- **DATA TO PROCESS**:
※

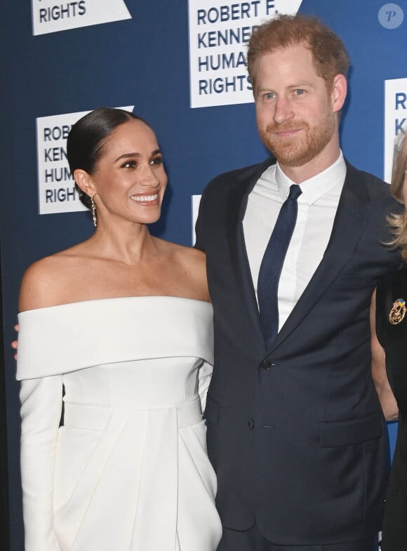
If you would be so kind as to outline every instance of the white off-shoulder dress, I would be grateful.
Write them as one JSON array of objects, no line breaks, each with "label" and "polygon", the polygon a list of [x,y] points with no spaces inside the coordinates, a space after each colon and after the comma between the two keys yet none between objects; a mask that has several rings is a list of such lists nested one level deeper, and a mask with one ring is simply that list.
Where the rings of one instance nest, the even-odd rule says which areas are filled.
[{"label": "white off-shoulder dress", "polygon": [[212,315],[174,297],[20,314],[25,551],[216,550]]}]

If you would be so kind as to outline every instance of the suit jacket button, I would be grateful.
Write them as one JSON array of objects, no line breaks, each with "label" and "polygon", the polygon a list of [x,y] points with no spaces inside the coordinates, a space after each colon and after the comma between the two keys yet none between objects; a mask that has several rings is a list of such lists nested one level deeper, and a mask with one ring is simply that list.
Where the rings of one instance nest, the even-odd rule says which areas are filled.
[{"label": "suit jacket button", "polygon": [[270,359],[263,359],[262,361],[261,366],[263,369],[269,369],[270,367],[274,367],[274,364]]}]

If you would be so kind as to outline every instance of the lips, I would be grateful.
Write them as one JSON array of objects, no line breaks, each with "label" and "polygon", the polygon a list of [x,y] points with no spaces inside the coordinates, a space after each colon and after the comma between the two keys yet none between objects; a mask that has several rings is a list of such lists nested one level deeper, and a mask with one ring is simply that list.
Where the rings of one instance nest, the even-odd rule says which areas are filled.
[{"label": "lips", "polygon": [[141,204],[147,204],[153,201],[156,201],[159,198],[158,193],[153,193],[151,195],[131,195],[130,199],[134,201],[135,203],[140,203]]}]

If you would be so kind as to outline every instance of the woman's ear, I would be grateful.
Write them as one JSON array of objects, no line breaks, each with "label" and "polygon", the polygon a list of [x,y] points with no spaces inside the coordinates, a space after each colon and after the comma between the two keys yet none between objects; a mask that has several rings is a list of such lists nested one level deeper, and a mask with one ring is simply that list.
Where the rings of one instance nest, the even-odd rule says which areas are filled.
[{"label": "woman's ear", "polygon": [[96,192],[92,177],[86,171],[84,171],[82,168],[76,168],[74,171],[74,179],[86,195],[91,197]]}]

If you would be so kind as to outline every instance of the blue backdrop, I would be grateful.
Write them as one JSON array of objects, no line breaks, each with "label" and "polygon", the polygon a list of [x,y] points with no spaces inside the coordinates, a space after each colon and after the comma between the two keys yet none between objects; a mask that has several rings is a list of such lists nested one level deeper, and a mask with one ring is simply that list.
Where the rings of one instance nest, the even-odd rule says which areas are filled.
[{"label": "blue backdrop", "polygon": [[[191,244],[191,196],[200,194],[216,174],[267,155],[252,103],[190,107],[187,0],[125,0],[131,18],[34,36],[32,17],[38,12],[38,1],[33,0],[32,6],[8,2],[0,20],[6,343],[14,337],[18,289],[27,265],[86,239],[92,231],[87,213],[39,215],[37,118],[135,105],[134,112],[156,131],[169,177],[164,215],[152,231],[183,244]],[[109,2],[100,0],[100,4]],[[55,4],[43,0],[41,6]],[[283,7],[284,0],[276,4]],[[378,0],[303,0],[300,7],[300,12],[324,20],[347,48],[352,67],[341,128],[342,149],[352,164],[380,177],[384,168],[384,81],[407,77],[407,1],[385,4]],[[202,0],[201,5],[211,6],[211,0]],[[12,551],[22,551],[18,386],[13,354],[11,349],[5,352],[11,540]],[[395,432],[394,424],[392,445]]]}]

※

- **WORK INSTRUCTIONS**:
Print each line of the material above exactly, with the pictures removed from your copy.

- **OUTPUT BELOW**:
If you would be so kind as to outline every instance of the white off-shoulder dress, I would be grateful.
Write them as one JSON array of objects, no line breaks, each with "label" and "polygon", the polygon a list of [x,y] points with no spaces inside the coordinates, a space after each colon and after the comma between the two keys yet none between objects; a mask that has several rings is a list of such lists nested one level deeper, and a mask with one ring is simply that list.
Where the rings of one instance nest, the even-odd rule says which areas are filled.
[{"label": "white off-shoulder dress", "polygon": [[212,315],[174,297],[20,314],[25,551],[216,550]]}]

If you would be so kind as to outline every instance of the suit jacket button, I would be grateful.
Write them as one JSON array of objects, no line breaks, each with "label" and "polygon", the polygon a list of [x,y] points with no spaces inside the coordinates, a space after each colon and after the comma between the two keys yet none between objects; a mask that has several rings is a list of such lists nested one level deeper, and a mask with one ring is simply that list.
Where the rings of one instance nest, the even-odd rule says which areas are filled.
[{"label": "suit jacket button", "polygon": [[270,359],[263,359],[262,361],[261,366],[263,369],[269,369],[270,367],[274,367],[274,364]]}]

If you would be so kind as to outline every instance of the lips, I would be grateful.
Write them as one JSON array of objects, no line breaks, each with "label" and "polygon", the polygon a list of [x,y] points with no spaces inside the coordinates, a space after each colon and after the comma between the two keys yet none between objects; a mask that has several rings is a list of such lists nested one level deeper, and a mask with one ring is simply that list.
Where the rings of one instance nest, the even-odd rule says which areas are filled.
[{"label": "lips", "polygon": [[141,204],[147,204],[153,201],[156,201],[159,198],[158,193],[153,193],[151,195],[131,195],[130,199],[134,201],[135,203],[140,203]]}]

If you would be so kind as to outline every instance of the woman's ear, I would be grateful.
Write them as one JSON array of objects, no line breaks, each with "label" and "polygon", the polygon a list of [x,y] points with no spaces inside the coordinates, a space after each colon and after the comma between the two keys yet none between objects; a mask that has several rings is a list of such lists nested one level deeper, and a mask with one ring is simply that list.
Where the rings of one instance nest, the even-odd rule says which areas are filled.
[{"label": "woman's ear", "polygon": [[96,192],[92,177],[86,171],[84,171],[82,168],[76,168],[74,171],[74,179],[86,195],[91,197]]}]

If you would be so kind as to outline every instance of the blue backdrop, I would be grateful.
Write them as one JSON array of objects, no line breaks, each with "label" and "polygon", the polygon a list of [x,y] points with no spaces inside the coordinates, a space after each colon and after the comma between the two keys yet none between objects; a mask that has several rings is a list of such lists nested one level deeper, and a mask with one ring is simply that list.
Where the rings of one instance nest, the even-odd rule says which areas are filled.
[{"label": "blue backdrop", "polygon": [[[191,244],[191,196],[200,194],[216,174],[267,155],[252,103],[190,107],[187,0],[125,0],[131,18],[34,36],[32,17],[38,12],[38,1],[33,0],[32,6],[8,2],[0,20],[6,343],[14,337],[18,289],[27,265],[86,239],[92,231],[87,213],[39,215],[37,118],[135,105],[134,112],[156,131],[169,177],[164,215],[152,231],[183,244]],[[109,2],[100,0],[100,4]],[[55,4],[43,0],[41,6]],[[283,7],[284,0],[276,4]],[[378,0],[303,0],[300,7],[300,12],[324,20],[347,48],[352,67],[341,128],[342,149],[352,164],[380,177],[384,168],[384,81],[407,77],[407,1],[385,4]],[[202,0],[201,5],[211,6],[211,0]],[[12,551],[22,551],[18,386],[13,354],[11,349],[5,352],[11,540]],[[395,432],[394,424],[392,445]]]}]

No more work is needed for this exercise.